Additional incentives are available to promote investment in designated regional investment zones in economically depressed areas of the country, and throughout the country in the following sectors: health, education, training, transportation, environmental protection, waste treatment, research and development, and technology, e.g., software.

Further benefits are available for investments of a specific nature. For example, companies with at least 70% of production directed for the export market may receive tax exemptions on profits and reinvested revenues, duty-free import of capital goods with no local equivalents, and full tax and duty exemption on raw materials and semi-finished goods and services necessary for the business.

Foreign resident companies face a number of restrictions related to the employment and compensation of expatriate employees. Currently, Tunisian law limits the number of expatriate employees allowed per company to four (excluding oil and gas companies). There are lengthy renewal procedures for annual work and residence permits. Although rarely enforced, legislation limits the expatriate work permit validity to two years. Central Bank regulations impose administrative burdens on companies seeking to pay for temporary expatriate technical assistance from local revenue. For example, before it could receive authorization to transfer payment from its operations in Tunisia, a foreign resident company that utilizes a foreign accountant must document that the service is necessary, fairly valued, and unavailable in Tunisia. This regulation prevents a foreign resident company from paying for services performed abroad.

According to the World Bank report “Doing Business 2014” that scans business over 189 economies, Tunisia’s overall ranking dropped to 51, falling two spots from 49 in the 2013 report. The largest drop for Tunisia (8 spots) was in “Dealing with Construction Permits.” That process currently requires 19 procedures, whereas the average in the MENA region is 16 and 13 in the OECD. For U.S. passport holders, a visa is not necessary for stays of up to three months; a residence permit is required for longer stays.

6. Right to Private Ownership and Establishment

Tunisia assures a right to private ownership both foreign and domestic. Tunisian government actions indicate a preference for offshore, export-oriented FDI. Investors in that category are generally free to establish and own businesses and engage in most forms of remunerative activity. Investment which competes directly with established Tunisian firms or is perceived as leading to a net outflow of foreign exchange may be discouraged or blocked.

Acquisition and disposal of business enterprises may be complicated under Tunisian law depending on a proposed transaction’s contract terms. Disposal of a business investment that leads to a reduction in the labor force may be challenged or subjected to substantial employee compensation requirements. Acquisition of an onshore company may require special authorization from the government if an industry subject to limits on foreign equity shareholding (such as the services sector).

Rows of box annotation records
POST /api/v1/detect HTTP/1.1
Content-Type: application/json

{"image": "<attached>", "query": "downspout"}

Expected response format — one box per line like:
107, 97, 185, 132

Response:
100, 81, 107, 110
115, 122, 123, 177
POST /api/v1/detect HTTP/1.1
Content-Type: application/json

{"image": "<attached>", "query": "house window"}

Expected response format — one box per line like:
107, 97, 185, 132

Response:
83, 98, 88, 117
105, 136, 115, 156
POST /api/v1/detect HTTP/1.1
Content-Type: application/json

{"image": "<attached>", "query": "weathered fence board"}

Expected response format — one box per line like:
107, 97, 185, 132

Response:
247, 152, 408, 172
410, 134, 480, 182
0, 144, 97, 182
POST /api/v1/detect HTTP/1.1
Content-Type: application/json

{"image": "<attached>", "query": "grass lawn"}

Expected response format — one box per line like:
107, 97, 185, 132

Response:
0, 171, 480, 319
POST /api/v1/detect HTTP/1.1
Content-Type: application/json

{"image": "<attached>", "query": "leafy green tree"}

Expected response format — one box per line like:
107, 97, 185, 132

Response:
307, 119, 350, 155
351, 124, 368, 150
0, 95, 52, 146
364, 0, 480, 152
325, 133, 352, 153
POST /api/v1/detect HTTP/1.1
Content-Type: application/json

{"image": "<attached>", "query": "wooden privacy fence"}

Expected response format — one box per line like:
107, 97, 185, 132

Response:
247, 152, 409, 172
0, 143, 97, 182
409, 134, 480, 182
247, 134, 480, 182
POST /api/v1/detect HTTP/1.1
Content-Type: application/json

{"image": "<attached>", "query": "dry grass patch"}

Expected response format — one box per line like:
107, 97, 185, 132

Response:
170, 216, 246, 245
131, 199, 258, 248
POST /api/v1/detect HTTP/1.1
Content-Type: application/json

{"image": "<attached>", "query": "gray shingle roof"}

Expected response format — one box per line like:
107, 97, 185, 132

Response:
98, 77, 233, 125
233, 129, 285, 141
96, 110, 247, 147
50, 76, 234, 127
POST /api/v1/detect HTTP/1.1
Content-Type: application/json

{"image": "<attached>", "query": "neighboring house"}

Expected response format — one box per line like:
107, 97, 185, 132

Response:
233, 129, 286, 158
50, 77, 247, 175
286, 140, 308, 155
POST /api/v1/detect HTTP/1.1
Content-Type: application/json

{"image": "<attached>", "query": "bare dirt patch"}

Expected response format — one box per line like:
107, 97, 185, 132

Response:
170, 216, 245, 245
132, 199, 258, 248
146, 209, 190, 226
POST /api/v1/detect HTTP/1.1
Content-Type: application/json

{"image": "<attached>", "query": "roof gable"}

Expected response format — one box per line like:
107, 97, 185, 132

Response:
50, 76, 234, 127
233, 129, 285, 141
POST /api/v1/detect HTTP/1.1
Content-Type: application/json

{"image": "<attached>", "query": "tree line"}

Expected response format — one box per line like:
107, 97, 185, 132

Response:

WRITTEN PROBLEM A - Revise the stretch of the passage on Tunisia's investment rules from "Acquisition and disposal" through "the services sector).", putting "workforce" in place of "labor force".
WRITTEN PROBLEM B - Write what comes next in the passage on Tunisia's investment rules, starting after its final sentence.
These records are not needed for anything here.

FINAL RESULT A -
Acquisition and disposal of business enterprises may be complicated under Tunisian law depending on a proposed transaction’s contract terms. Disposal of a business investment that leads to a reduction in the workforce may be challenged or subjected to substantial employee compensation requirements. Acquisition of an onshore company may require special authorization from the government if an industry subject to limits on foreign equity shareholding (such as the services sector).

FINAL RESULT B -
Under Tunisia’s bankruptcy law, the “Recovery of Companies in Economic Difficulties” (Redressement des Entreprises en Difficultés Economiques), last amended in 2003, the government’s principal interest in addressing a company in distress is preservation of jobs, not necessarily the liquidation of assets or protection of creditors. The GOT is considering further amendment of the law to bring it up to international standards.

7. Protection of Property Rights

Secured interests in property are enforced in Tunisia. Mortgages and liens are in common use.

Tunisia is a member of the World Intellectual Property Organization (WIPO) and signatory to the United Nations (UNCTAD) Agreement on the Protection of Patents and Trademarks. The agency responsible for patents and trademarks is the National Institute for Standardization and Industrial Property (INNORPI - Institut National de la Normalisation et de la Propriété Industrielle). Tunisia is also a party to the Madrid Protocol for the International Registration of Marks. Foreign patents and trademarks should be registered with INNORPI.

Tunisia's patent and trademark laws are designed to protect owners duly registered in Tunisia. In the area of patents, foreign businesses are guaranteed treatment equal to that afforded to Tunisian nationals. Tunisia updated its legislation to meet the requirements of the WTO agreement on Trade-Related Aspects of Intellectual Property (TRIPS). Copyright protection is the responsibility of the Tunisian Copyright Protection Organization (OTPDA - Organisme Tunisien de Protection des Droits d'Auteur), which also represents foreign copyright organizations.

If copyright violation is suspected, customs officials are permitted to inspect and seize suspect goods. The Customs Code allows customs agents to operate throughout the entire country for products utilizing foreign trademarks registered at INNORPI. Tunisian Copyright Law applies to literary works, art, scientific works, new technologies, and digital works. However, its application and enforcement have not always been consistent with foreign commercial expectations. Print, audio, and video media are considered particularly susceptible to copyright infringement. There is evidence of significant retail sale of illegal products in these media formats. Illegal copying of software and entertainment CDs/DVDs is widespread.

Although the concept and application of intellectual property rights (IPR) protection is still in the early stages, the government is making an effort to build awareness and increase enforcement efforts. These efforts forced a major supermarket chain to halt the sale of pirated audio and video goods. New IPR legislation is being drafted that will improve enforcement capabilities and strengthen punishment for offenders.

8. Transparency of Regulatory System

While the Tunisian government has adopted policies designed to promote foreign investment, aspects of existing tax and labor laws remain impediments to efficient business operations. Some cumbersome and time-consuming bureaucratic procedures persist. Foreign employee work permits, commercial operating license renewals, infrastructure-related services, and customs clearance for imported goods are usually cited as the lengthiest and most opaque procedures in the local business environment. Investors have commented on inconsistencies in the application of regulations. Not limited to foreign investment, cumbersome procedures also affect the domestic business sector.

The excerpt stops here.